====== RECORD EXCERPTS ======

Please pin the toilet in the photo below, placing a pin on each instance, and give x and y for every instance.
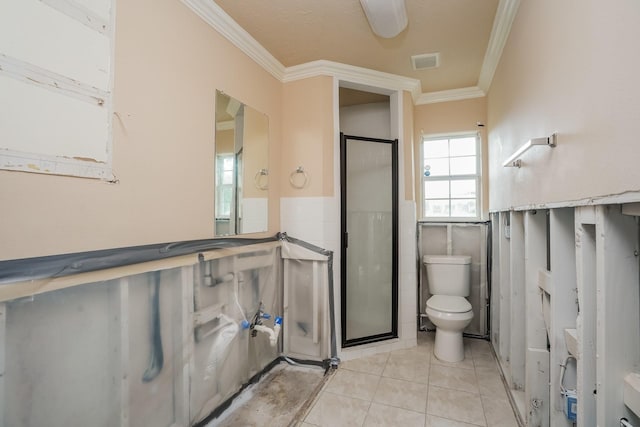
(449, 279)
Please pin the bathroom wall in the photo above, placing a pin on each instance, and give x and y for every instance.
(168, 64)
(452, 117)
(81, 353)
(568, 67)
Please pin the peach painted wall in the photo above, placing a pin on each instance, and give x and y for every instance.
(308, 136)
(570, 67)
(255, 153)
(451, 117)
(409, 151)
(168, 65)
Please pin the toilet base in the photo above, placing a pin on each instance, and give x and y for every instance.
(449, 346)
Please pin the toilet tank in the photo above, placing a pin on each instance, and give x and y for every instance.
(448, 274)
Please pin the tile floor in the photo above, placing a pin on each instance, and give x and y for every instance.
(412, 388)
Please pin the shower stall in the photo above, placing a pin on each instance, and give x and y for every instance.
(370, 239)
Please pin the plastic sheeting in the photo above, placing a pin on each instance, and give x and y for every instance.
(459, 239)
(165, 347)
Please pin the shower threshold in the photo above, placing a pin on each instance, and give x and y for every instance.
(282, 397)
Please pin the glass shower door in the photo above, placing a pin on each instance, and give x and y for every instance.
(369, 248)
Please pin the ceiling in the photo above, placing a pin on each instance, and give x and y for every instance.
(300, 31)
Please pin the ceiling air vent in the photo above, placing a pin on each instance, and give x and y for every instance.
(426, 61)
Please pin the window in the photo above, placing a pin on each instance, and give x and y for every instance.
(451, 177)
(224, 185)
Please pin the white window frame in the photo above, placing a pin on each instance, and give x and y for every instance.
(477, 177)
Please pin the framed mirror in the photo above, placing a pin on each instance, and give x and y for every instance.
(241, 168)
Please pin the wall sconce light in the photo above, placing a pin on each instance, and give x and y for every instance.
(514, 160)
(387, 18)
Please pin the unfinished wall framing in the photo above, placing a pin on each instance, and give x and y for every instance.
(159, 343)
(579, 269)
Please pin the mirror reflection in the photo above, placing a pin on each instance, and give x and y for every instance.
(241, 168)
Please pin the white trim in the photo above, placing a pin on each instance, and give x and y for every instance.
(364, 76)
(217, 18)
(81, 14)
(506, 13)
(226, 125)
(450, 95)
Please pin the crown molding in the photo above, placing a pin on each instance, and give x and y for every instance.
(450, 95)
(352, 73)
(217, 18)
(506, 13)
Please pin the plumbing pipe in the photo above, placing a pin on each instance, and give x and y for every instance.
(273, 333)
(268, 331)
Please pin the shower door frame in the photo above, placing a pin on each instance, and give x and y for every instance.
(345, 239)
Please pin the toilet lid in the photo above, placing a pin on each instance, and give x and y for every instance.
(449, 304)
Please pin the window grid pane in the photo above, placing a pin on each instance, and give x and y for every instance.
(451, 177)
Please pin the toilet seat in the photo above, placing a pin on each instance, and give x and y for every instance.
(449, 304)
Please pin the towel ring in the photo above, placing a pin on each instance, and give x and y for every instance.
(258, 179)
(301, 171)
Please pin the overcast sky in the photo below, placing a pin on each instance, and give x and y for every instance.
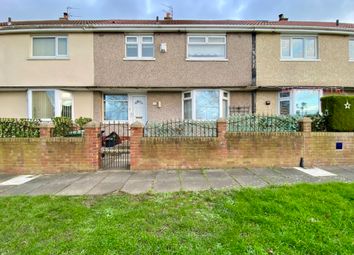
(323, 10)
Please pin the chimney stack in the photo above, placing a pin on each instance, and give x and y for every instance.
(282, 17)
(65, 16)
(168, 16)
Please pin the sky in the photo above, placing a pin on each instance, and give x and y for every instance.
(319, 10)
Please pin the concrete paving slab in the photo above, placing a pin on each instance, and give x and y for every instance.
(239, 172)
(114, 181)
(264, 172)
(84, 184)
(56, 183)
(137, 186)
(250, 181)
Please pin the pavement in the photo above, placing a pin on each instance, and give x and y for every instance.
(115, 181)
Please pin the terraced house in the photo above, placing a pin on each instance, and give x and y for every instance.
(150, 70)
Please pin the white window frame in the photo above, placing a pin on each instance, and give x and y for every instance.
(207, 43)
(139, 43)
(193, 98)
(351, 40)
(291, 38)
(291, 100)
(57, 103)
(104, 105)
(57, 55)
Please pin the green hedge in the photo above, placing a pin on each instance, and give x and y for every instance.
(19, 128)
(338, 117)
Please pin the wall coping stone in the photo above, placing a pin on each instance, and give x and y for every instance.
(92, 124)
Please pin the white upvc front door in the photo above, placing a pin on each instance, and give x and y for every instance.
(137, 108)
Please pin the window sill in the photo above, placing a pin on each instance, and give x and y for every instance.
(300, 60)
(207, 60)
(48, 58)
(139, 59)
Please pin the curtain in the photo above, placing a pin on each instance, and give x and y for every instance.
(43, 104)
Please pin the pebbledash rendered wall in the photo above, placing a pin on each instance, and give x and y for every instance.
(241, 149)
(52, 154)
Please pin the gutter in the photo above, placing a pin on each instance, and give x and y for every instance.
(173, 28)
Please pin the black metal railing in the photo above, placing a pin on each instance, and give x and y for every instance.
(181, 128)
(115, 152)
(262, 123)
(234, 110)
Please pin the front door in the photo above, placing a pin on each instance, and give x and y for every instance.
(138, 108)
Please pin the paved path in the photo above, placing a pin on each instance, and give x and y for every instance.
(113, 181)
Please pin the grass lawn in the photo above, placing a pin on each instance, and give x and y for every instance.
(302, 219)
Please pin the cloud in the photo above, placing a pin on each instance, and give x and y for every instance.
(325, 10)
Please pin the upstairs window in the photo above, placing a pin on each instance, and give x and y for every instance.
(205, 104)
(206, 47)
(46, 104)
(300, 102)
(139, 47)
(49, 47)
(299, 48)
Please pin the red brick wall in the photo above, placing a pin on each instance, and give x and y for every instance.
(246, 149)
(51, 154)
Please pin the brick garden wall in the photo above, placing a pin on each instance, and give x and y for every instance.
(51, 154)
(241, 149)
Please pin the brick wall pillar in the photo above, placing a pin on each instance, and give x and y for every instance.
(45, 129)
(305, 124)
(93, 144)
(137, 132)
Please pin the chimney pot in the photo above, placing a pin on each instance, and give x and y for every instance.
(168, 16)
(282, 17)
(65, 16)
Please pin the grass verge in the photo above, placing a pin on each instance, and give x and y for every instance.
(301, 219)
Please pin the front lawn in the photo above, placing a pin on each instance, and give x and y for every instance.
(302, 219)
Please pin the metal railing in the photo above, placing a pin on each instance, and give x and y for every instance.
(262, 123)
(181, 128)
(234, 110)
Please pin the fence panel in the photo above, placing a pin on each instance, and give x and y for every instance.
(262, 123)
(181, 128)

======

_WHAT IS BEING ASKED_
Reproduce the records above exactly, leaving out every picture they contain.

_RESPONSE TO THIS EXERCISE_
Please pin the toilet in the photo below, placing a pin on each instance, and give x and y for every instance.
(449, 279)
Please pin the bathroom wall in the photo above, placing a pin on each instance, and give x and y for every instance.
(168, 64)
(452, 117)
(81, 353)
(568, 67)
Please pin the peach painted wall in the photo above, placing a pin on each instance, and give x and y for every instance.
(308, 136)
(570, 67)
(255, 153)
(451, 117)
(409, 151)
(168, 65)
Please pin the toilet base in the photo above, placing a pin on each instance, and give x and y for every instance.
(449, 346)
Please pin the toilet tank in the photo above, placing a pin on each instance, and give x and y for every instance.
(448, 274)
Please pin the tile floor in the photo above, placing a pin on each instance, and give x and y for every instance.
(412, 388)
Please pin the shower stall in the photo above, placing a pin on each instance, and give x and y for every instance.
(370, 239)
Please pin the plastic sheeting in the photo above, placing a pin on each instance, and give x and y for every instance.
(459, 239)
(165, 347)
Please pin the shower threshold in the photo above, placing a pin on each instance, and give x and y for every instance.
(282, 397)
Please pin the glass shower door in the photo above, placing a pin on each instance, and give x and y for every instance.
(369, 248)
Please pin the ceiling in the photo above, placing a pin on each instance, and give x and y for every instance.
(300, 31)
Please pin the ceiling air vent in the photo above, placing a pin on each instance, and give x and y for every instance.
(426, 61)
Please pin the window in the photo above, placing a pin on each instance, and give x and y for every instance.
(451, 177)
(224, 185)
Please pin the white window frame in the photo above, placing a pin on each instance, and give x and y for every instance.
(477, 177)
Please pin the framed mirror in the photo above, placing a pin on each instance, and give x and y for every instance.
(241, 168)
Please pin the wall sconce light in the photo above, placing a pin on each instance, and give x and y for every instance.
(514, 160)
(387, 18)
Please pin the unfinished wall framing in the photo above, placing a pin on each instance, and give x and y for every instance.
(159, 343)
(579, 269)
Please pin the mirror reflection in the photo above, placing a pin on each instance, and give x and y for every instance.
(241, 168)
Please pin the white trim in the photo above, placing a pin on each instance, and give x and y for every instance.
(364, 76)
(217, 18)
(81, 14)
(506, 13)
(226, 125)
(450, 95)
Please pin the crown molding in the photo above, placing a pin on each instance, and give x and y for every instance.
(450, 95)
(352, 73)
(217, 18)
(506, 13)
Please pin the plumbing pipe in the photo above, placing a pin on each instance, and give x and y for every instance.
(273, 333)
(268, 331)
Please pin the shower door frame in the photo above, placing a pin on each instance, and give x and y for every instance.
(345, 239)
Please pin the toilet lid in the photo above, placing a pin on each instance, and give x and y for every instance.
(449, 304)
Please pin the window grid pane in the photo above, placing a pin on each instance, and give x and y for every instance.
(451, 177)
Please pin the toilet seat in the photo above, placing a pin on each instance, and give x and y for every instance.
(449, 304)
Please pin the towel ring in the photo above, placing a pin on each instance, and give x and y for every instance.
(258, 179)
(301, 171)
Please pin the overcast sky in the photo below, placing a pin on each instance, and give x and y for every instance.
(323, 10)
Please pin the chimney stack in the photo above, placing a pin on each instance, and give x and y for every instance.
(282, 17)
(65, 16)
(168, 16)
Please pin the sky in the photo above, placing a pin on each instance, and give x and y for every instance.
(319, 10)
Please pin the concrete paving slab in the photo above, placing a pin on each instance, and give x and y for every instance.
(239, 172)
(114, 181)
(264, 172)
(84, 184)
(56, 183)
(137, 186)
(250, 181)
Please pin the pavement in the photo above, placing a pin on each instance, and give x and y for every instance.
(115, 181)
Please pin the terraced house in the photo above, placing a pin on each instance, and give x and y for every instance.
(150, 70)
Please pin the white window frame in the photo above, placing a pin on each instance, and give x and y for every instance.
(207, 43)
(139, 43)
(193, 98)
(351, 40)
(291, 38)
(291, 100)
(57, 103)
(104, 105)
(57, 55)
Please pin the green hedge in the photo above, placing a pin on each instance, and give x and y for every instance.
(19, 128)
(338, 117)
Please pin the wall coping stone in the photo above, placing a pin on each instance, and give x and y for every instance.
(92, 124)
Please pin the white upvc front door in the photo above, placing a pin on each instance, and give x and y for every instance.
(137, 108)
Please pin the window sill in the photo above, placing a pin on each instance, and give x and y for every instance.
(300, 60)
(207, 60)
(48, 58)
(139, 59)
Please pin the curtain in the photo above, placing a pin on each instance, and give x and y for every instance.
(43, 104)
Please pin the pebbledash rendered wall in the photo above, placing a pin on each instance, and give x and y for every instance.
(241, 149)
(52, 154)
Please pin the gutter in the photo above, placing a pin on each instance, and give x and y for every instance.
(173, 28)
Please pin the black metal railing in the photo above, placing a pin on each instance, and give x and y for every instance.
(181, 128)
(115, 152)
(262, 123)
(234, 110)
Please pin the front door in the photo above, placing a pin on each instance, and give x and y for every instance.
(138, 108)
Please pin the paved path in the photo above, placing a pin on each instance, and give x and y for every instance.
(113, 181)
Please pin the grass lawn in the photo above, placing a pin on each instance, and give x and y for every instance.
(302, 219)
Please pin the cloud in the photo above, placing a pin on each instance, and give x and y for every instance.
(325, 10)
Please pin the upstairs window in the photo above, placing a pin on each instance, and give x and y for every instance.
(205, 104)
(206, 47)
(46, 104)
(300, 102)
(139, 47)
(49, 47)
(299, 48)
Please pin the red brick wall in the photo above, placing a pin on each instance, and give x and y for every instance.
(246, 149)
(51, 154)
Please pin the brick garden wall in the photo above, placing a pin on each instance, and give x and y for every instance.
(51, 154)
(241, 149)
Please pin the brick wall pillar in the photo above, placing a pin on each instance, and give x and y for every instance.
(45, 129)
(305, 124)
(93, 144)
(137, 132)
Please pin the chimney pot in the photo above, placing a pin on each instance, and give x and y for every instance.
(168, 16)
(282, 17)
(65, 16)
Please pin the grass verge in the photo above, placing a pin on each instance, and give x and y for every instance.
(301, 219)
Please pin the front lawn in the photo above, placing a pin on each instance, and give x and y for every instance.
(302, 219)
Please pin the metal railing in the photo above, placing a pin on each instance, and give x and y for every instance.
(262, 123)
(181, 128)
(234, 110)
Please pin the fence panel in the photo above, placing a pin on each instance, and give x and y for every instance.
(262, 123)
(181, 128)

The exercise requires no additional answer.